_Your assignment_: In full and word for word, print the data below.

_Material for this exercise_:

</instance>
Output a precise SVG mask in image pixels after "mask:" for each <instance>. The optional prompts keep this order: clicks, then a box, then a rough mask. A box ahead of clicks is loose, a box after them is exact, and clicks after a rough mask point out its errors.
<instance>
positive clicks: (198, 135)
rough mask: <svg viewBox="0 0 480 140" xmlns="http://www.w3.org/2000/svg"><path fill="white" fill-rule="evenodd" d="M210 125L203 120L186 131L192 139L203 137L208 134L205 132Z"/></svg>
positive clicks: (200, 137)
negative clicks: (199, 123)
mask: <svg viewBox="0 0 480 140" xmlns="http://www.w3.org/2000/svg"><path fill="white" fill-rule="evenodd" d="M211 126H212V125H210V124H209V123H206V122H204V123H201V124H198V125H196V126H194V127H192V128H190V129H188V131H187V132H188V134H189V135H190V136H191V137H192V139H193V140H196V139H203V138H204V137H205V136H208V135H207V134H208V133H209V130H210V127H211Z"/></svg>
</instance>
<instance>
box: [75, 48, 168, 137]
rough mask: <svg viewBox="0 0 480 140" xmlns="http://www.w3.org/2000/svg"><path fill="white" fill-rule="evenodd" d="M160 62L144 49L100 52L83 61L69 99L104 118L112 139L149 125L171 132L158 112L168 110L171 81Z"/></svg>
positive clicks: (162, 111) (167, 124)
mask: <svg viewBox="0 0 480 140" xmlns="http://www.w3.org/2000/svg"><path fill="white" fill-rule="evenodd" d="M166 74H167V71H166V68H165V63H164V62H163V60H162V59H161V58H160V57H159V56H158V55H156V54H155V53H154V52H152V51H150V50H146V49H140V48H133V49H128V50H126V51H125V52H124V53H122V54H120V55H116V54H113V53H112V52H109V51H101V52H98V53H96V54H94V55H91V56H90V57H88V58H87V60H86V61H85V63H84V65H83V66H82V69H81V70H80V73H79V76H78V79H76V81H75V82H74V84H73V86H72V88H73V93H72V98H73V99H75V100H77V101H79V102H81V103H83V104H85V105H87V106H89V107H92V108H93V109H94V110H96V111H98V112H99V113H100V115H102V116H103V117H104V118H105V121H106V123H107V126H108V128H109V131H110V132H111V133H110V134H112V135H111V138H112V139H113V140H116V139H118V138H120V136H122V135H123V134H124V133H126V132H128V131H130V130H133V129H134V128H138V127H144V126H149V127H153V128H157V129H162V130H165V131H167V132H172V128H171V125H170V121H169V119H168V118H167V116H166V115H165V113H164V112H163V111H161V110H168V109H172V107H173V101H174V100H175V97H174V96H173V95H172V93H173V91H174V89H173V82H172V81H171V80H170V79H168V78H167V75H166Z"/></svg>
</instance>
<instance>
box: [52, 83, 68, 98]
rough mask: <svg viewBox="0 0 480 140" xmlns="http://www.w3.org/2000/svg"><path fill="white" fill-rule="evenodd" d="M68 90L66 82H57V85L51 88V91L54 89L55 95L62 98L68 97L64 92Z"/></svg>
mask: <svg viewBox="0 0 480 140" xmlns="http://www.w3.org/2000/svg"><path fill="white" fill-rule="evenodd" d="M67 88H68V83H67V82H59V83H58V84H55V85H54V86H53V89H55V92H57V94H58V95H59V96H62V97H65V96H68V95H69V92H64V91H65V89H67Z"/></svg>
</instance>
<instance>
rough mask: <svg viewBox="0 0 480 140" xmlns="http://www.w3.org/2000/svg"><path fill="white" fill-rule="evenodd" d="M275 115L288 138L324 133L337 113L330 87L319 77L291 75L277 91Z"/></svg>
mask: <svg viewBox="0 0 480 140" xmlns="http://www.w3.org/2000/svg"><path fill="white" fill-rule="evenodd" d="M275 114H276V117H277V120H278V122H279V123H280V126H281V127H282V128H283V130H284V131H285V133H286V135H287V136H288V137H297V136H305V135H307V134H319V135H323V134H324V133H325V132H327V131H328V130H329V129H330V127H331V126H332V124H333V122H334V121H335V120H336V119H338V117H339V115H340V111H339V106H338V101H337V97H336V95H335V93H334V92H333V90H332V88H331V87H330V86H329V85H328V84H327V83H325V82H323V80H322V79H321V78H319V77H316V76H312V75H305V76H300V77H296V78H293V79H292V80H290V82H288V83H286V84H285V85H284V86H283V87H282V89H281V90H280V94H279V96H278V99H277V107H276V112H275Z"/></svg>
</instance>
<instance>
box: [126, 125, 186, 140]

_Answer below_:
</instance>
Output a precise SVG mask in image pixels after "mask:" for each <instance>. The optional prompts keep this order: clicks, then a box, then a rough mask. A box ahead of clicks is loose, a box after them is exact, and clicks after a rough mask point out its errors.
<instance>
positive clicks: (198, 135)
rough mask: <svg viewBox="0 0 480 140" xmlns="http://www.w3.org/2000/svg"><path fill="white" fill-rule="evenodd" d="M210 125L203 120L186 131L192 139L203 137L208 134L205 132Z"/></svg>
positive clicks: (200, 137)
negative clicks: (199, 123)
mask: <svg viewBox="0 0 480 140" xmlns="http://www.w3.org/2000/svg"><path fill="white" fill-rule="evenodd" d="M211 126H212V125H210V124H209V123H206V122H204V123H201V124H198V125H196V126H194V127H192V128H190V129H188V131H187V132H188V134H189V135H190V136H191V137H192V139H193V140H196V139H203V138H204V137H205V136H208V135H207V134H208V133H209V130H210V127H211Z"/></svg>
</instance>
<instance>
box: [75, 48, 168, 137]
rough mask: <svg viewBox="0 0 480 140" xmlns="http://www.w3.org/2000/svg"><path fill="white" fill-rule="evenodd" d="M160 62L144 49L100 52L83 61L69 99L104 118L112 139L149 125L171 132L158 112L168 110L171 81Z"/></svg>
positive clicks: (162, 111) (167, 124)
mask: <svg viewBox="0 0 480 140" xmlns="http://www.w3.org/2000/svg"><path fill="white" fill-rule="evenodd" d="M166 74H167V71H166V68H165V63H164V62H163V60H162V59H161V58H160V57H159V56H158V55H156V54H155V53H154V52H152V51H150V50H146V49H140V48H133V49H128V50H126V51H125V52H124V53H122V54H120V55H116V54H113V53H112V52H109V51H101V52H98V53H96V54H94V55H91V56H90V57H88V58H87V60H86V61H85V63H84V65H83V66H82V69H81V70H80V73H79V76H78V79H76V81H75V82H74V84H73V86H72V88H73V93H72V98H73V99H75V100H77V101H79V102H81V103H83V104H85V105H87V106H89V107H92V108H93V109H94V110H96V111H98V112H99V113H100V115H102V116H103V117H104V118H105V121H106V123H107V126H108V128H109V131H110V132H111V133H110V134H112V135H111V138H112V139H113V140H116V139H118V138H120V136H122V135H123V134H124V133H126V132H128V131H130V130H133V129H134V128H138V127H144V126H149V127H153V128H157V129H162V130H165V131H167V132H172V128H171V125H170V121H169V119H168V118H167V116H166V115H165V113H164V112H163V111H161V110H168V109H172V107H173V101H174V100H175V97H174V96H173V95H172V93H173V91H174V89H173V82H172V81H171V80H170V79H168V78H167V75H166Z"/></svg>
</instance>
<instance>
box: [52, 83, 68, 98]
rough mask: <svg viewBox="0 0 480 140" xmlns="http://www.w3.org/2000/svg"><path fill="white" fill-rule="evenodd" d="M68 90L66 82H57V85L51 88V91L54 89L55 95L62 98L68 97L64 92Z"/></svg>
mask: <svg viewBox="0 0 480 140" xmlns="http://www.w3.org/2000/svg"><path fill="white" fill-rule="evenodd" d="M67 88H68V83H67V82H59V83H58V84H55V85H54V86H53V89H55V92H57V94H58V95H59V96H62V97H65V96H68V95H69V92H64V91H65V89H67Z"/></svg>
</instance>
<instance>
rough mask: <svg viewBox="0 0 480 140" xmlns="http://www.w3.org/2000/svg"><path fill="white" fill-rule="evenodd" d="M275 115L288 138L324 133L337 113L330 87L319 77L291 75L277 91Z"/></svg>
mask: <svg viewBox="0 0 480 140" xmlns="http://www.w3.org/2000/svg"><path fill="white" fill-rule="evenodd" d="M275 114H276V117H277V120H278V122H279V123H280V126H281V127H282V128H283V130H284V131H285V133H286V135H287V136H288V137H297V136H305V135H307V134H319V135H323V134H324V133H325V132H327V131H328V130H329V129H330V127H331V126H332V124H333V122H334V121H335V120H336V119H338V117H339V115H340V111H339V106H338V101H337V97H336V95H335V93H334V92H333V90H332V88H331V87H330V86H329V85H328V84H327V83H325V82H323V80H322V79H321V78H319V77H316V76H312V75H305V76H300V77H296V78H293V79H292V80H290V82H288V83H286V84H285V85H284V86H283V87H282V89H281V90H280V94H279V96H278V99H277V107H276V112H275Z"/></svg>
</instance>
<instance>
box: [126, 125, 186, 140]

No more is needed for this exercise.